# BRIEF
Extract exactly the range of lines bounded by the line containing "spot the utility pole." and the final line of the listing, both ends included, and no other lines.

● ● ●

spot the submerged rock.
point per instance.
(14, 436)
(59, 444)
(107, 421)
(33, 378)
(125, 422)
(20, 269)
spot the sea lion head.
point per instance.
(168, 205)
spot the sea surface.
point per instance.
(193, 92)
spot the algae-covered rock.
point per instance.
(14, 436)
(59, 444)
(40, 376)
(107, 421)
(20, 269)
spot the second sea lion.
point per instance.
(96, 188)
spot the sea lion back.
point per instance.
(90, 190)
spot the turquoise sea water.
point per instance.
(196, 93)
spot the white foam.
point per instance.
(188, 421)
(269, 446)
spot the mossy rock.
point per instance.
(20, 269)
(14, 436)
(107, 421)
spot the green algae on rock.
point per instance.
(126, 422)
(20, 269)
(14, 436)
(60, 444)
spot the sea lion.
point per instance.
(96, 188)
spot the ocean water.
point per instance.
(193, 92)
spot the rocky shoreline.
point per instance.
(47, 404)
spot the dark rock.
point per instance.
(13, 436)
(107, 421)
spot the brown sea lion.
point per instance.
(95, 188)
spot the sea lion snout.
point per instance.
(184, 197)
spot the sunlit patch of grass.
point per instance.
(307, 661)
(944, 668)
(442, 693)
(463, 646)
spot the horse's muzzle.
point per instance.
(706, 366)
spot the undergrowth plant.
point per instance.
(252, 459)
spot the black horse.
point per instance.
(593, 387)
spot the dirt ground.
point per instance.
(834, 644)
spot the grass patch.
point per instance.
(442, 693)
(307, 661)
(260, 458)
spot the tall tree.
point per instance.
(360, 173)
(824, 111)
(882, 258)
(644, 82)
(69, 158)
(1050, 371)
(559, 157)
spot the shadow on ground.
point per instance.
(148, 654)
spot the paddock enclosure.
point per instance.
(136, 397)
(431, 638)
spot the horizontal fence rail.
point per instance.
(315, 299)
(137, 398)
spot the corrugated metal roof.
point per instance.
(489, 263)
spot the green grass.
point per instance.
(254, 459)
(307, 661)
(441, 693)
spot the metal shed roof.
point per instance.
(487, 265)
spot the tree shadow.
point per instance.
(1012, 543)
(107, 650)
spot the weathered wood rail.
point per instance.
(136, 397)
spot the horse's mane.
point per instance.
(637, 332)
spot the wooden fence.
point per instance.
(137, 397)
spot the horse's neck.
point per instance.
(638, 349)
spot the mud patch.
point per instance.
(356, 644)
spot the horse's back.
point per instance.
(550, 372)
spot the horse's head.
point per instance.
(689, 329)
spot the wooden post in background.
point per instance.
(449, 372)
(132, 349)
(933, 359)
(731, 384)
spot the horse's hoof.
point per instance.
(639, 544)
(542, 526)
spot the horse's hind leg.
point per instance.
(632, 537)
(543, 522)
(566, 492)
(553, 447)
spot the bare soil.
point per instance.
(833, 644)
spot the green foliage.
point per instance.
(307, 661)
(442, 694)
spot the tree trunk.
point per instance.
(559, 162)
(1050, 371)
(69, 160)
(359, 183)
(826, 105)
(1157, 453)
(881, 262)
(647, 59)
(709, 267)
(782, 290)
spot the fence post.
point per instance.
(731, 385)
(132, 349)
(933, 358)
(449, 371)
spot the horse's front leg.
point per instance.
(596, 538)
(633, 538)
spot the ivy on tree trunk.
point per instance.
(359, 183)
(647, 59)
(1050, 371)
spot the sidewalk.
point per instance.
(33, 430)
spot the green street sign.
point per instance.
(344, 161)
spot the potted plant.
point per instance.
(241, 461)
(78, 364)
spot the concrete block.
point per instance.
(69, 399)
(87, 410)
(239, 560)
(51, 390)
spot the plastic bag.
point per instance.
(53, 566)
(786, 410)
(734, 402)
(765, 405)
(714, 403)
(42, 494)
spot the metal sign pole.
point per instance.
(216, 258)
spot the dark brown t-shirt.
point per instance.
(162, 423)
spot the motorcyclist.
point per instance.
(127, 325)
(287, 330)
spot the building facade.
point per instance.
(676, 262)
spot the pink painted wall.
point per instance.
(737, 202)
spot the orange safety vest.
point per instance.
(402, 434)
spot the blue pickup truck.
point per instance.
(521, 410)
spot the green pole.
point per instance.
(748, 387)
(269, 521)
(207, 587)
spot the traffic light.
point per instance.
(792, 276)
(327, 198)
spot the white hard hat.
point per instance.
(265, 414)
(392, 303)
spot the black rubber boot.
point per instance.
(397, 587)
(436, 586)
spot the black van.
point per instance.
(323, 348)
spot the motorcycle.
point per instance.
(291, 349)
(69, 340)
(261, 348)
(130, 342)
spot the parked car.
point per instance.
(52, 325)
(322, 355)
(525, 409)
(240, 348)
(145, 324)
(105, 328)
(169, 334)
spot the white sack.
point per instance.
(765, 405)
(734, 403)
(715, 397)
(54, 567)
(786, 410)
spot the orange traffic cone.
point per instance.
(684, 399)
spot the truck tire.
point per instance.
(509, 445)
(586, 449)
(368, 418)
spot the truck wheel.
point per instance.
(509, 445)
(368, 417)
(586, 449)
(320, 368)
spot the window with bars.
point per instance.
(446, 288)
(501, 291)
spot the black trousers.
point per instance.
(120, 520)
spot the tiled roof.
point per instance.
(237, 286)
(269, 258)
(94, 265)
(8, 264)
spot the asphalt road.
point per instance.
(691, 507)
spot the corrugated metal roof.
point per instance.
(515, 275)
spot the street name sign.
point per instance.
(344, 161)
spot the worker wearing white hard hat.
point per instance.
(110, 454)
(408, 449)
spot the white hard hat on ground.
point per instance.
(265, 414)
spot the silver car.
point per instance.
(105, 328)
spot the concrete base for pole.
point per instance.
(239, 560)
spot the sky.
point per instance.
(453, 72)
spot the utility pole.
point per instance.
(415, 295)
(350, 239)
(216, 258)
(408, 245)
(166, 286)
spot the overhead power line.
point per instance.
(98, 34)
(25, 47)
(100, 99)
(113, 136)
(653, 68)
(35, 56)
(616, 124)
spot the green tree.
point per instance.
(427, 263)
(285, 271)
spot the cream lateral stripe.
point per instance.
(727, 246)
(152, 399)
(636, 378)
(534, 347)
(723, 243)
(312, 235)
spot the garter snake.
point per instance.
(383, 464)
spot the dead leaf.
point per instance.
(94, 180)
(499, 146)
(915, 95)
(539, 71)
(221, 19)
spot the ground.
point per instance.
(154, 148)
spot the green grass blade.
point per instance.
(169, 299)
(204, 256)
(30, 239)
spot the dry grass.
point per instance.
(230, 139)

● ● ●

# RESULT
spot the utility pole.
point per instance.
(415, 295)
(350, 239)
(216, 258)
(408, 245)
(166, 286)
spot the overhead power line.
point per instance.
(98, 34)
(25, 47)
(100, 99)
(113, 136)
(653, 68)
(35, 56)
(616, 124)
spot the green tree.
point per instance.
(427, 263)
(285, 271)
spot the cream lateral stripe.
point per instance.
(727, 246)
(152, 399)
(636, 378)
(534, 347)
(723, 243)
(312, 235)
spot the garter snake.
point per instance.
(383, 464)
spot the dead leaf.
point per instance.
(94, 180)
(499, 146)
(915, 95)
(539, 71)
(221, 19)
spot the ground.
point per instance.
(154, 148)
spot the green grass blade.
point per instance.
(169, 299)
(204, 256)
(30, 239)
spot the dry grass.
point per instance.
(230, 139)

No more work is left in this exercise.